*** EXTRACTED INFORMATION

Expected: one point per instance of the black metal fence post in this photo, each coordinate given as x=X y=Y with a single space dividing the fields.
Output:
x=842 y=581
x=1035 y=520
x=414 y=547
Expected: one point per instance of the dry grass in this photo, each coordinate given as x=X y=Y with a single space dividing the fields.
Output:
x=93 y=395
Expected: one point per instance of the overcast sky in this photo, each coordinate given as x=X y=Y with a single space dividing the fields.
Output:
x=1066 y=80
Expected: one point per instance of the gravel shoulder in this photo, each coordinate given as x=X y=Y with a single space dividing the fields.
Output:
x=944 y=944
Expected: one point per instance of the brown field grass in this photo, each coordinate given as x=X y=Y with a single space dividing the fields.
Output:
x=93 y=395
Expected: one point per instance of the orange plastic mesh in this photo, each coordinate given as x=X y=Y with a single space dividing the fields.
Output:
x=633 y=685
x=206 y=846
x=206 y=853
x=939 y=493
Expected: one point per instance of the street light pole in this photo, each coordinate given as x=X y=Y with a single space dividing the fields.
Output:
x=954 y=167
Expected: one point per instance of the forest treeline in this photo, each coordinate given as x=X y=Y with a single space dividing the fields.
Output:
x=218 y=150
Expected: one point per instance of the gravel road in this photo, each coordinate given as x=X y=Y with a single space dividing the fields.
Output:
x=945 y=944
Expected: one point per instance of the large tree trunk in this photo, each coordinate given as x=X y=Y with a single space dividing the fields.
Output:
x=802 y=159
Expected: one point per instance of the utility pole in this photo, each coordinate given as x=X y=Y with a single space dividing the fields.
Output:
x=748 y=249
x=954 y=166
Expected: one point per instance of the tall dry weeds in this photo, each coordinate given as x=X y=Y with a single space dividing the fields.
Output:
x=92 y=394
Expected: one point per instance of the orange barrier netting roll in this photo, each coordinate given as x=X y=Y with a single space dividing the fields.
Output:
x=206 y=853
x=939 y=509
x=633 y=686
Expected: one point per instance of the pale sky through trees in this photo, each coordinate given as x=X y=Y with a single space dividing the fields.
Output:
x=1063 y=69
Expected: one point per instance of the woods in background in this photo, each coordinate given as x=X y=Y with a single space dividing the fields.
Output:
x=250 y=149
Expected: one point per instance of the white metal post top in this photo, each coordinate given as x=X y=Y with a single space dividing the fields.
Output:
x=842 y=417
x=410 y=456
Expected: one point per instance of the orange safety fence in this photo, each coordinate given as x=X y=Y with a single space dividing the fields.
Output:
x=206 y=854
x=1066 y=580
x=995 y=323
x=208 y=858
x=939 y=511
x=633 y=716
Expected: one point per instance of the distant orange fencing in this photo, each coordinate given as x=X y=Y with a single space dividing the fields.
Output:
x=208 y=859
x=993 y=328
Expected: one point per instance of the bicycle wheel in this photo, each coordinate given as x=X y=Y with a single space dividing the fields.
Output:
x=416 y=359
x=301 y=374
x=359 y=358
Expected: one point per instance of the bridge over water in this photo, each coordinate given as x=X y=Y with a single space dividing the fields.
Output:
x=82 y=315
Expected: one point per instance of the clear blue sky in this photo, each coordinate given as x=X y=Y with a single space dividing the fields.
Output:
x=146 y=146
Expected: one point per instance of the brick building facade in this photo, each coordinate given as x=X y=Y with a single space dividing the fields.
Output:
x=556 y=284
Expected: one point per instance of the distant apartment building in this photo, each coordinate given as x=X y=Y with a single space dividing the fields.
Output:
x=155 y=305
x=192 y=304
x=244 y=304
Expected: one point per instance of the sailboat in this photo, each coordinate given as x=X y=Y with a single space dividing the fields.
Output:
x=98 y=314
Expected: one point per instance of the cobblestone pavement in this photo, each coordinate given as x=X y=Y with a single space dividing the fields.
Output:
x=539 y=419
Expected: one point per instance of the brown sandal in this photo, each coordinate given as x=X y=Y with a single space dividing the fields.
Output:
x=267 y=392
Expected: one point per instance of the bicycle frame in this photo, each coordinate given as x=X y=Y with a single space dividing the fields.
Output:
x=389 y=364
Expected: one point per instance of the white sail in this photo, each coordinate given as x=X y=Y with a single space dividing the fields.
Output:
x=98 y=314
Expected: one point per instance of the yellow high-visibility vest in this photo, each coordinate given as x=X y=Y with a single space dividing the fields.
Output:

******

■ **WHAT NEEDS TO BE DONE**
Copy all of the items above word for word, leaving every line unchanged.

■ **EXPECTED ANSWER**
Expected: one point per instance of the black metal fence post in this photo, each coordinate given as x=X y=Y with a single space dividing the fields.
Output:
x=842 y=581
x=1035 y=520
x=414 y=547
Expected: one point per instance of the dry grass in this photo, each coordinate given as x=X y=Y with a single space dividing the fields.
Output:
x=93 y=395
Expected: one point per instance of the overcast sky in this photo, each coordinate given as x=X y=Y with a single space dividing the fields.
Output:
x=1066 y=80
Expected: one point per instance of the gravel shoulder in this photo, each coordinate given as x=X y=Y with a single space dividing the fields.
Output:
x=944 y=944
Expected: one point per instance of the brown field grass in this photo, each coordinate given as x=X y=Y with a single space dividing the fields.
Output:
x=93 y=395
Expected: one point per instance of the orange plastic mesh in this photo, each coordinate given as x=X y=Y with a single space dividing the fields.
Output:
x=633 y=685
x=206 y=846
x=206 y=853
x=939 y=493
Expected: one point per instance of the street light pole in this photo, each coordinate given as x=X y=Y with a single space dividing the fields.
Output:
x=954 y=167
Expected: one point per instance of the forest treeline in this photo, each coordinate given as x=X y=Y with a single space dividing the fields.
Output:
x=218 y=150
Expected: one point per instance of the gravel road in this photo, each coordinate given as x=X y=Y with a single space dividing the fields.
Output:
x=945 y=944
Expected: one point per instance of the large tree trunk in this photo, each coordinate given as x=X y=Y with a single space dividing the fields.
Output:
x=802 y=159
Expected: one point per instance of the utility pole in this photo, each coordinate given as x=X y=Y with a single space dividing the fields.
Output:
x=748 y=249
x=954 y=166
Expected: one point per instance of the tall dry weeds in this photo, each coordinate given as x=X y=Y with a single space dividing the fields.
Output:
x=92 y=394
Expected: one point per instance of the orange barrier netting roll in this photo, each coordinate given as x=X y=Y with a single space dividing the fields.
Output:
x=206 y=853
x=939 y=509
x=633 y=686
Expected: one point per instance of the pale sky through trees in this photo, each coordinate given as x=X y=Y with a single space dividing the fields.
Output:
x=1063 y=69
Expected: one point per instance of the woods in background in this photo, each coordinate given as x=X y=Y with a single space dividing the fields.
Output:
x=250 y=149
Expected: one point per instance of the white metal post top in this photo, each coordinate given as x=X y=Y with a single space dividing the fields.
Output:
x=842 y=417
x=410 y=456
Expected: one point per instance of the orange safety fence in this photo, each coordinate given as x=X y=Y with a single space dividing the fields.
Output:
x=206 y=854
x=1066 y=580
x=995 y=323
x=208 y=858
x=939 y=511
x=633 y=716
Expected: one point per instance of the distant orange fencing in this photo, each coordinate given as x=X y=Y with a single space dividing the fields.
Output:
x=208 y=859
x=993 y=328
Expected: one point per instance of the bicycle wheel in this photo, each coordinate given as x=X y=Y with a single space dividing the fields.
Output:
x=416 y=359
x=301 y=374
x=359 y=358
Expected: one point per instance of the bridge over water in this photo, each coordinate given as x=X y=Y with a single space dividing the fields.
Output:
x=82 y=315
Expected: one point per instance of the clear blue sky in this photo, each coordinate given as x=X y=Y with a single space dividing the fields.
Output:
x=146 y=146
Expected: one point per instance of the brick building facade in this photo, each coordinate given as x=X y=Y with a single space dividing the fields.
Output:
x=556 y=284
Expected: one point per instance of the distant apartment building in this photo, each coordinate given as x=X y=Y with a single space dividing the fields.
Output:
x=155 y=305
x=192 y=304
x=244 y=304
Expected: one point per instance of the sailboat in this photo, each coordinate given as x=X y=Y with a single space dividing the fields.
Output:
x=98 y=314
Expected: one point per instance of the cobblestone pavement in this photo, each coordinate given as x=X y=Y with a single space dividing the fields.
Output:
x=539 y=419
Expected: one point per instance of the brown sandal in this photo, each coordinate given as x=X y=Y with a single space dividing the fields.
Output:
x=267 y=392
Expected: one point per instance of the bicycle frame in this photo, each coordinate given as x=X y=Y with a single space dividing the fields.
Output:
x=389 y=364
Expected: one point per instance of the white sail in this photo, each coordinate given as x=X y=Y with a single space dividing the fields.
Output:
x=98 y=314
Expected: one point per instance of the yellow high-visibility vest in this photo, each coordinate given as x=X y=Y with a single space dividing the fields.
Output:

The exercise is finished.